* _Sfida_
Prosegui il brano sull'accoltellamento nell'hotel del kibbutz Tzuba e sulla minaccia terroristica contro Israele, scrivendo il seguito dopo l'ultima frase riportata.

ISRAELE – Attacco a Gerusalemme, fermato l’assalitore
Trump avverte: «Forse meno di 20 ostaggi vivi»

Dopo la strage in cui sei persone sono state assassinate a Gerusalemme, l’allarme terrorismo torna a scuotere la capitale. Alle porte della città, nell’hotel del kibbutz Tzuba, un palestinese di 42 anni del campo profughi di Shoafat ha accoltellato due ospiti. L’uomo, che lavorava per l’hotel, avrebbe gridato «voglio morire» prima di colpire. Una delle vittime è in gravi condizioni. L’attacco, compiuto da un cosiddetto «lupo solitario» – un attentatore improvvisato che agisce individualmente – è stato fermato grazie all’intervento di un agente di polizia fuori servizio, che con l’aiuto di altri ospiti è riuscito a immobilizzare l’aggressore.
L’episodio alimenta il timore di nuovi attacchi, compiuti senza premeditazione, non coordinate da gruppi organizzati e quindi quasi impossibili da prevenire. Questo tipo di minacce rappresenta oggi «una delle sfide più insidiose per i servizi di sicurezza israeliani», sottolinea l’emittente Kan. Ma la preoccupazione non si limita al fronte interno. Dal 7 ottobre di due anni fa, 45 ambasciate e consolati israeliani sono stati presi di mira in tutto il mondo: accoltellamenti, bottiglie molotov, esplosioni e tentativi di intrusione hanno colpito sedi diplomatiche da Pechino a Città del Messico, da Stoccolma a Londra. Una fonte dell’intelligence israeliana, citata dal Jerusalem Post, ha parlato di «un’ondata di attacchi senza precedenti dal 1982 a oggi».
Secondo valutazioni israeliane ed europee, attori come il regime iraniano sfruttano reti criminali locali per individuare e colpire obiettivi israeliani o centri ebraici. In Svezia, i servizi di sicurezza hanno già segnalato casi di questo tipo.

* _Dati forniti_
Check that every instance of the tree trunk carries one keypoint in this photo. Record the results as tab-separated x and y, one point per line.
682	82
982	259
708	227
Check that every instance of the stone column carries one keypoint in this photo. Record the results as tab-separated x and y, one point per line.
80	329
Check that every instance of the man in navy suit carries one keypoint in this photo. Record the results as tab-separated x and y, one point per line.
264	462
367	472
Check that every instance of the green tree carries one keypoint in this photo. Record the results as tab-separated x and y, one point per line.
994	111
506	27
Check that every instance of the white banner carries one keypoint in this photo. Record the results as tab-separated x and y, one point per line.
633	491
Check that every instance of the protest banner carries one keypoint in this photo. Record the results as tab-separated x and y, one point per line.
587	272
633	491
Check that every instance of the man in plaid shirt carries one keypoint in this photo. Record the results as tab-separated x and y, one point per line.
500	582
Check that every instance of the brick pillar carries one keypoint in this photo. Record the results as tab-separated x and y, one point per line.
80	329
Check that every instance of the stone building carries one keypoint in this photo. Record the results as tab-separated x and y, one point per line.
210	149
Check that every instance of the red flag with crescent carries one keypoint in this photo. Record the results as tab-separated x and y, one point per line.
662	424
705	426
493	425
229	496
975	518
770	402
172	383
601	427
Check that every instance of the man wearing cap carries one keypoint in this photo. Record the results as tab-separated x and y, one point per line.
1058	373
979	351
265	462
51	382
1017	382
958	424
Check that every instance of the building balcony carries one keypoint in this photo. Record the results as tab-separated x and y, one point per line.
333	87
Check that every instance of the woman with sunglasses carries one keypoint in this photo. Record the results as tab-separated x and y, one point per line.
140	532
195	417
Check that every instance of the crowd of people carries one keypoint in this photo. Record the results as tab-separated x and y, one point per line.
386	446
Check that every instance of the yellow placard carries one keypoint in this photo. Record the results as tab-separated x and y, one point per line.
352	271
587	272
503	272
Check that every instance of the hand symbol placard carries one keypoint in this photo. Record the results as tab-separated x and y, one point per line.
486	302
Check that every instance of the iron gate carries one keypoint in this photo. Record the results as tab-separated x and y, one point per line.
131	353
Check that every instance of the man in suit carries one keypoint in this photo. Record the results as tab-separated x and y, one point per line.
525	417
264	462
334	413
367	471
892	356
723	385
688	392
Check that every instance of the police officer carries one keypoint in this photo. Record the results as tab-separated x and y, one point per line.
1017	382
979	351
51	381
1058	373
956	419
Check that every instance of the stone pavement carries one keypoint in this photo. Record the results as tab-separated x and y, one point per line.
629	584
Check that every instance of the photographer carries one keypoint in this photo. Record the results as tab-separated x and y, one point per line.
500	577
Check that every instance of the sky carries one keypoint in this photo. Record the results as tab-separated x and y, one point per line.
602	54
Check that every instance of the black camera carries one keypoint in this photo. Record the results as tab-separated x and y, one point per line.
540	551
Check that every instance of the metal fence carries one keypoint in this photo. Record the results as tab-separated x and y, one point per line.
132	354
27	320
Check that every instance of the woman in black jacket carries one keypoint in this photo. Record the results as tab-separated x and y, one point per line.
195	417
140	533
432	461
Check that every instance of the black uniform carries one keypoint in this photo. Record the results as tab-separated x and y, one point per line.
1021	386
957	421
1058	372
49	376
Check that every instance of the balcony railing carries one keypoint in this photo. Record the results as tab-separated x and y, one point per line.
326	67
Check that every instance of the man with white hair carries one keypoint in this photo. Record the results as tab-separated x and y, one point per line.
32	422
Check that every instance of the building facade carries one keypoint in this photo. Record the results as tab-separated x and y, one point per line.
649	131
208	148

* _Risposta all'esercizio_
Alle minacce internazionali si aggiunge il nodo irrisolto degli ostaggi a Gaza. In un’intervista a Fox News, il presidente Usa Donald Trump ha dichiarato che «potrebbero esserci un paio di morti negli ultimi giorni» tra i 20 rapiti israeliani che Gerusalemme ritiene ancora in vita. Le sue parole hanno creato allarme tra le famiglie, che chiedono chiarimenti al governo di Benjamin Netanyahu e un accordo per la liberazione dei loro cari. Ma il negoziato indiretto con Hamas è fermo, riferisce ynet, mentre il primo ministro ha dichiarato di non voler firmare un’intesa «a ogni costo».
E intanto ha firmato un altro documento: il piano E1 a Ma’ale Adumim, che prevede oltre 3.400 nuove abitazioni e infrastrutture per circa un miliardo di dollari. Durante la cerimonia, Netanyahu ha ribadito che «non ci sarà uno stato palestinese: questo posto appartiene a noi».
Il progetto è stato contestato da diverse cancellerie europee, con cui lo scontro diplomatico si è fatto sempre più acceso. Le ultime dichiarazioni del primo ministro spagnolo Pedro Sanchez hanno ulteriormente inasprito il clima. Annunciando un embargo militare e nuove sanzioni contro Israele, Sanchez ha accusato Gerusalemme di genocidio a Gaza e ha lamentato che la Spagna non dispone di «armi nucleari o portaerei» per fermarne l’offensiva. Affermazione a cui Netanyahu ha replicato parlando di «palese minaccia di genocidio» contro lo stato ebraico. «A quanto pare, l’Inquisizione spagnola, l’espulsione degli ebrei dalla Spagna e lo sterminio sistematico degli ebrei nella Shoah», ha accusato il premier, «non sono sufficienti per Sanchez. Incredibile».

(Nell’immagine l’incontro tra il presidente Usa Donald Trump e una delegazione di ex ostaggi israeliani – Foto Casa Bianca)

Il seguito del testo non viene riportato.